Can you copy every line of the material below word for word, changing nothing?

* [Excerpted records]:
● ● ● ● ● ● ●

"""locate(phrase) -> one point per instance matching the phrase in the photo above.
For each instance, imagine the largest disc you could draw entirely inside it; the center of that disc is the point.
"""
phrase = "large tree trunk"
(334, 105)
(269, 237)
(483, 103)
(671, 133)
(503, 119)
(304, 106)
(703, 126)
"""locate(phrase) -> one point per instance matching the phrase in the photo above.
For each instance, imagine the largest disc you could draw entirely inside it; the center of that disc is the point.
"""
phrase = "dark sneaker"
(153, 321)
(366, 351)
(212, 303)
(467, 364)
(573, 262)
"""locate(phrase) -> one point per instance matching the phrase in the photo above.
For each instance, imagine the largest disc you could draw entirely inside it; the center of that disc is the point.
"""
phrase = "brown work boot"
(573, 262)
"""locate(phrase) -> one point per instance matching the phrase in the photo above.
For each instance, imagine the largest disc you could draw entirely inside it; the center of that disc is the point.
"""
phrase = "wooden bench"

● ● ● ● ● ● ●

* [Answer to the task]:
"""locate(phrase) -> one point per instance matching the phrase in the photo above.
For each instance, imagine the largest disc you could draw entirely inside it; the center of that disc is the point.
"""
phrase = "large tree trunk"
(334, 105)
(269, 237)
(483, 103)
(671, 133)
(503, 119)
(304, 106)
(703, 126)
"""locate(phrase) -> one point per instance matching the phrase in the photo above.
For each instance, imagine the largest disc you could draw entirely inside it; the center of that disc is the point.
"""
phrase = "dark sneaker"
(153, 321)
(366, 351)
(212, 303)
(467, 364)
(573, 262)
"""locate(phrase) -> one point per instance matching the phrase in the photo above.
For each instance, imagine the largest disc you could draw entirely inside it; the center of that disc is the point.
"""
phrase = "brown work boot"
(573, 262)
"""locate(phrase) -> one point per instance matching the phrase in the photo above.
For each instance, imagine the largest disc you could draw entirely inside it; the center of that disc is the point.
"""
phrase = "wooden bench"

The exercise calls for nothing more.